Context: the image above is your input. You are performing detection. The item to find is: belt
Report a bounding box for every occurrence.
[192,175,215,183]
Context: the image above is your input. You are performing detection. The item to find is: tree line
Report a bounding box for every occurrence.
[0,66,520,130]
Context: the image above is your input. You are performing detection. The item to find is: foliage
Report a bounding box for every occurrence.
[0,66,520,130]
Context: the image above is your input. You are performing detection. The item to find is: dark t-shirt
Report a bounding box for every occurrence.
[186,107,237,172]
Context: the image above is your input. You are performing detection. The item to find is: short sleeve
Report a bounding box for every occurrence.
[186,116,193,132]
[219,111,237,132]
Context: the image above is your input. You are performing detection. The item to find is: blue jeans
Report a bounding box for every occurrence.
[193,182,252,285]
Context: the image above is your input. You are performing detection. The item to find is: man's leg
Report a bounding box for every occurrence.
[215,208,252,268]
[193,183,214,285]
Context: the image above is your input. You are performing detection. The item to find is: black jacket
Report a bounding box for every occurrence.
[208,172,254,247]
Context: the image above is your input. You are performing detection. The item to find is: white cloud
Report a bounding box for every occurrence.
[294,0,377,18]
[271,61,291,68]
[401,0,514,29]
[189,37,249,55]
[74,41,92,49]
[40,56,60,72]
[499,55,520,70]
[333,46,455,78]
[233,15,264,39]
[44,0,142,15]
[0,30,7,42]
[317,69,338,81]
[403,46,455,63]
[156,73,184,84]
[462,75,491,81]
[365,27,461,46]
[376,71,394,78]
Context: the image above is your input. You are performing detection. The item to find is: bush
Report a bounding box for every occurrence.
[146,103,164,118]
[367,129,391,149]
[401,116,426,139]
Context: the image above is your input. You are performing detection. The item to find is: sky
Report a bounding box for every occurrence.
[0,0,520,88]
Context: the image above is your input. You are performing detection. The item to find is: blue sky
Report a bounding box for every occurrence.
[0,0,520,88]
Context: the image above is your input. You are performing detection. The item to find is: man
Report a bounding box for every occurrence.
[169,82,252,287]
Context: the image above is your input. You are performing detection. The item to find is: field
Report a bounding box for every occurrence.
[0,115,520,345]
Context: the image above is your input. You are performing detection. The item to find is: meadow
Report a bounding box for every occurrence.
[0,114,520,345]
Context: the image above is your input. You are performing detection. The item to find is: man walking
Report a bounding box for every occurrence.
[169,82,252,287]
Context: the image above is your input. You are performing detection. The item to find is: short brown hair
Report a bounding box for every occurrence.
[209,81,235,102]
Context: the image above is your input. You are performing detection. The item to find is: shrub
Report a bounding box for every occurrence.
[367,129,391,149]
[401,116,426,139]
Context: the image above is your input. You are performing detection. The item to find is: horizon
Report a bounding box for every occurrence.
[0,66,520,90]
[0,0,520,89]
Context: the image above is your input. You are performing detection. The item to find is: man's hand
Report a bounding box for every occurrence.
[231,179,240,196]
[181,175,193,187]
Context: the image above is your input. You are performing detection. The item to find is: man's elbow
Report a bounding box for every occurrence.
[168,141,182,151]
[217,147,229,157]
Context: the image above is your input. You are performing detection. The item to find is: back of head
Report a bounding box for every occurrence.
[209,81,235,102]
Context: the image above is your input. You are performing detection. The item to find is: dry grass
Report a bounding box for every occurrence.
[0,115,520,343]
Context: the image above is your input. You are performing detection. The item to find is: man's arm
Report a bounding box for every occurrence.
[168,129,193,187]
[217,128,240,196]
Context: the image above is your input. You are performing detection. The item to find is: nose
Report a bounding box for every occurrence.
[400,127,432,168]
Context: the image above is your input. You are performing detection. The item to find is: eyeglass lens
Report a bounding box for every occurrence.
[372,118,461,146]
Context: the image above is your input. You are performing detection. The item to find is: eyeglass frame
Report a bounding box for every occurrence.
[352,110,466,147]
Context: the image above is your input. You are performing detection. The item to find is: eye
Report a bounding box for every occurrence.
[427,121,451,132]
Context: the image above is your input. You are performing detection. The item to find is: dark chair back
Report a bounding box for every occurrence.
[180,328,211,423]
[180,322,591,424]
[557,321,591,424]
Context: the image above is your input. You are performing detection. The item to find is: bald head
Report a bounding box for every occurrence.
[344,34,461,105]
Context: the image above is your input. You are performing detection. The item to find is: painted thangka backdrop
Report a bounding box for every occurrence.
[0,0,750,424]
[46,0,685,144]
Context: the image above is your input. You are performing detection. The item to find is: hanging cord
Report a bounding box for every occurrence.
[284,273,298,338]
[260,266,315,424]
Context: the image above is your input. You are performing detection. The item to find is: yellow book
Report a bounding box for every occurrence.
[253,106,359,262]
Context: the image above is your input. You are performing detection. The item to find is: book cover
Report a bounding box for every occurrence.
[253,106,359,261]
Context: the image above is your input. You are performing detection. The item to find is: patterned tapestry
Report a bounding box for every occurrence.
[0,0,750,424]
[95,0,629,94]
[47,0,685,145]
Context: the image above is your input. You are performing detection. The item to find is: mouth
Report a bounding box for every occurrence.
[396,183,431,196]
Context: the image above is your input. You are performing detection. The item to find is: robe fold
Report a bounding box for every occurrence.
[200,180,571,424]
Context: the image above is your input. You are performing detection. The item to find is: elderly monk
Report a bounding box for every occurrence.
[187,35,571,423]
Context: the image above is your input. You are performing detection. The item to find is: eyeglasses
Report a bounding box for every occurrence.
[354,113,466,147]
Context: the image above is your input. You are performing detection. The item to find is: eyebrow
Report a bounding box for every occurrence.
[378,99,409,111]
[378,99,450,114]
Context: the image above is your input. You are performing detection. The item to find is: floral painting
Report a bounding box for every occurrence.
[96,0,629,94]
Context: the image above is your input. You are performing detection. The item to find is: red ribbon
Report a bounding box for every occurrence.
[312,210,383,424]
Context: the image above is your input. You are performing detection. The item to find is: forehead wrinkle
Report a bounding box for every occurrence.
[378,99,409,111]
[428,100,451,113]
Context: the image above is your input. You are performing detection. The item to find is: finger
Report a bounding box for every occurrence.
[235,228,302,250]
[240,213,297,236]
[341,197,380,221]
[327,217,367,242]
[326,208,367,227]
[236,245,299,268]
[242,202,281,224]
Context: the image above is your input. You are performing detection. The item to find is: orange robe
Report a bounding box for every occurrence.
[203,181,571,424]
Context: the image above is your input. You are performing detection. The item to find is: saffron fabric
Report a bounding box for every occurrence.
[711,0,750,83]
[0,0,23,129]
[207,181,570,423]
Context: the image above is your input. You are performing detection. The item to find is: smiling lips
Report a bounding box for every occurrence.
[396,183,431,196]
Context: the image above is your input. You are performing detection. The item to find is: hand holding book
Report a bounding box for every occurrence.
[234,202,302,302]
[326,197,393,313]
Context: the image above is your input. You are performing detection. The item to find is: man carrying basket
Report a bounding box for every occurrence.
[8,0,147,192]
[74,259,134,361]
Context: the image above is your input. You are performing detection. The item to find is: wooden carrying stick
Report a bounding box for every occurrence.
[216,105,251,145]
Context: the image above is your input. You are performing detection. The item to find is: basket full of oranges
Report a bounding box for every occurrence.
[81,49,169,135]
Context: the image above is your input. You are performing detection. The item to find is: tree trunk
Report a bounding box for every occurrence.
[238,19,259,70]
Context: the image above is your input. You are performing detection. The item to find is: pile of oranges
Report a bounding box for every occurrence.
++++++++++++++++++++
What you should do:
Recast all of the rows above as a numbered list, omitting any blank lines.

Solved exercise:
1. Context: the image above is your input. You are performing detection. The item to find is: belt
2. Report a bounding box for every occurrence.
3. [192,175,215,183]
4. Context: the image above is your input. You are performing detection. The item to find is: tree line
5. Report a bounding box for every occurrence.
6. [0,66,520,130]
7. Context: the image above is your input. You are performing detection. The item to find is: foliage
8. Report a bounding box for every occurrence.
9. [0,66,520,130]
10. Context: the image above is your input. You are performing detection. The item to find is: dark t-shirt
11. Report a bounding box for every occurrence.
12. [186,107,237,172]
13. Context: the image above is your input. You are performing detection. The item to find is: short sleeve
14. Report a bounding box for every occurrence.
15. [186,116,193,132]
16. [219,111,237,132]
17. Context: the image above is your input. You are performing detection. The item to find is: blue jeans
18. Report a bounding box for every occurrence.
19. [193,182,252,285]
20. Context: the image above is your input. You are performing detection. The item to find is: man's leg
21. Report a bounding box for every occurrence.
22. [215,208,252,268]
23. [193,183,214,285]
24. Context: the image above is your input. You are performing detection. The item to find is: black jacket
25. Report a bounding box for every occurrence.
26. [208,172,254,247]
27. Context: the image above is your input. You are performing detection. The item to find is: white cloud
28. Report a bounding box for every occurrence.
29. [294,0,377,18]
30. [271,61,291,68]
31. [401,0,514,29]
32. [189,37,249,55]
33. [74,41,92,49]
34. [40,56,60,72]
35. [499,55,520,70]
36. [333,46,455,78]
37. [233,15,264,39]
38. [44,0,142,15]
39. [0,30,7,42]
40. [317,69,338,81]
41. [403,46,455,63]
42. [156,73,184,84]
43. [462,75,491,81]
44. [365,27,461,46]
45. [376,71,394,78]
46. Context: the image above is your input. You are performing detection. The item to find is: bush
47. Report a bounding box for every occurrence.
48. [146,103,164,118]
49. [367,129,391,149]
50. [401,116,426,139]
51. Context: the image above is your input. You are performing detection. The item to find is: sky
52. Report a bounding box for every occurrence.
53. [0,0,520,88]
54. Context: the image above is your input. You are performing detection. The item to find is: blue sky
55. Report a bounding box for every occurrence.
56. [0,0,520,88]
57. Context: the image above is your input. You are performing detection. The item to find is: man
58. Report a bounding box for every occurrence.
59. [169,82,252,287]
60. Context: the image above is your input. You are performing detection. The item to find is: field
61. Report a bounding box for every occurrence.
62. [0,115,520,345]
63. Context: the image above is your input. You are performing detection. The item to find is: meadow
64. Report a bounding box for every occurrence.
65. [0,114,520,345]
66. Context: the image above is your input. You are performing detection. The item to find is: man walking
67. Report a bounding box for every occurrence.
68. [169,82,252,287]
69. Context: the image above is your input. You are performing detection. The item to find is: short brown hair
70. Report a bounding box for every occurrence.
71. [209,81,235,102]
72. Context: the image above is your input. You are performing detection. The item to find is: shrub
73. Report a bounding box for every occurrence.
74. [367,129,391,149]
75. [401,116,426,139]
76. Context: the image above is your input. You are performing detection. The item to find is: horizon
77. Report a bounding box for every occurrence.
78. [0,66,520,90]
79. [0,0,520,89]
80. Context: the image above is your input. You are performing detection. The item to find is: man's hand
81. Report a bounding box for every occurrence.
82. [231,179,240,196]
83. [181,175,193,187]
84. Context: the image above is your input. You are performing detection. The item to find is: man's elbow
85. Report a bounding box for every occurrence.
86. [168,141,182,151]
87. [217,147,229,157]
88. Context: the image above is your input. You are performing detection. The item to find is: back of head
89. Report a bounding box for every occurrence.
90. [209,81,235,102]
91. Context: the image above is your input. You are performing detection. The item to find is: dry grass
92. Report a bounding box for every occurrence.
93. [0,115,520,343]
94. Context: the image above is your input. You are performing detection. The item to find is: man's arm
95. Report a bounding box for every occurrence.
96. [168,129,193,187]
97. [217,128,240,196]
98. Context: the image above is your input. You are performing detection. The item to find is: nose
99. Report a bounding box for every occurrence.
100. [400,127,432,168]
101. Context: the image above is your input. You are performing detection. The item to find is: eyeglass lens
102. Report a bounding box for every occurrence.
103. [372,118,461,146]
104. Context: the image above is your input. You are performing detection. The item to find is: eyeglass frame
105. Report a bounding box for every occurrence.
106. [352,110,466,147]
107. Context: the image above is your input. You are performing detection. The item to find is: eye
108. Report a bounding box for every occurrence.
109. [427,121,451,132]
110. Context: the image above is your input. You are performing detection. The item to find is: dark chair back
111. Report a bounding box for every occurrence.
112. [180,328,211,423]
113. [180,322,591,424]
114. [557,321,591,424]
115. Context: the image above is your input. You are performing detection. The item to find is: bald head
116. Report a bounding box for every occurrence.
117. [344,34,461,105]
118. Context: the image above is your input. You are performing detection. The item to find is: painted thangka backdrop
119. Report a bounding box for every occurrence.
120. [0,0,750,424]
121. [46,0,685,144]
122. Context: the image above is your input. You are performing detection. The item to find is: hanging cord
123. Report a bounding box for every occurrence.
124. [284,273,298,338]
125. [260,266,315,424]
126. Context: the image above is your input. You are performing detection. The item to find is: yellow book
127. Report a bounding box for every occurrence.
128. [253,106,359,262]
129. Context: the image above is your input. You are performing detection. The item to find is: book cover
130. Report a bounding box for every occurrence.
131. [253,106,359,261]
132. Context: the image above is your input. You are performing detection. The item to find is: patterned tapestry
133. Report a bounding box for every occurrence.
134. [0,0,750,424]
135. [95,0,629,94]
136. [47,0,685,145]
137. Context: the image above is your input. You are performing detection. The item to find is: mouth
138. Report a bounding box for every occurrence.
139. [396,183,431,196]
140. Context: the image above is your input. You are performing detection. The item to find is: robe fold
141. Report a bounding box for every occurrence.
142. [200,180,571,424]
143. Context: the image above is your input. You are performing detection. The item to find is: elderly monk
144. Report a bounding box for every occurrence.
145. [187,35,571,423]
146. Context: the image above is your input. You are performing detection. The item to find is: eyeglasses
147. Report a bounding box for every occurrence.
148. [354,113,466,147]
149. Context: the image above is your input. You are performing detection. The item to find is: eyebrow
150. Report a bounding box for every occurrence.
151. [378,99,409,111]
152. [378,99,450,114]
153. Context: the image above is your input. You are performing detection. The item to find is: floral painting
154. Report a bounding box for every occurrence.
155. [96,0,629,94]
156. Context: the image above is your input. You are performing detection. The item to find is: red ribbon
157. Report a bounding box for every occurrence.
158. [312,210,383,424]
159. Context: the image above is your input. You are performing detection. The item to find is: forehead wrinkle
160. Report a bounding box for every occurrence.
161. [378,99,409,111]
162. [428,100,451,113]
163. Context: the image above is your input. You are performing detection. The item to find is: finger
164. Report a bounding box for every occurrence.
165. [235,228,302,250]
166. [240,213,297,236]
167. [341,197,380,221]
168. [327,217,367,242]
169. [326,208,367,227]
170. [236,245,299,268]
171. [242,202,281,224]
172. Context: the image above is your input. You are performing detection. The item to find is: orange robe
173. Report a bounding box for every occurrence.
174. [203,181,571,424]
175. Context: the image above is your input. You are performing detection. The item to find is: saffron fabric
176. Report a bounding box for every occurrence.
177. [711,0,750,83]
178. [0,0,23,129]
179. [207,181,570,423]
180. Context: the image above is your input. You are performing detection. The item to find is: smiling lips
181. Report a bounding box for every occurrence.
182. [396,183,431,196]
183. Context: the image above is your input. You are performing detection. The item to find is: hand holding book
184. Report a bounding box for every occurrence.
185. [234,202,302,302]
186. [326,197,393,313]
187. Context: the image above is your input. You are performing detection. The item to find is: man carrying basket
188. Report a bounding box for every occurrence.
189. [8,0,147,192]
190. [74,259,134,361]
191. Context: the image above is your input. You are performing detection. The item to find is: wooden carrying stick
192. Report a bounding box for every occurrence.
193. [216,105,251,145]
194. Context: the image above is your input. You are performing detection. The item to find is: basket full of oranges
195. Report a bounding box for every occurrence.
196. [81,49,169,135]
197. Context: the image above is your input. You are performing detection. The item to find is: tree trunk
198. Report a bounding box for every occurrence.
199. [238,19,259,70]
200. Context: the image above is your input. You are performing detection. The item to find is: pile of oranges
201. Report a bounding box for every occurrence.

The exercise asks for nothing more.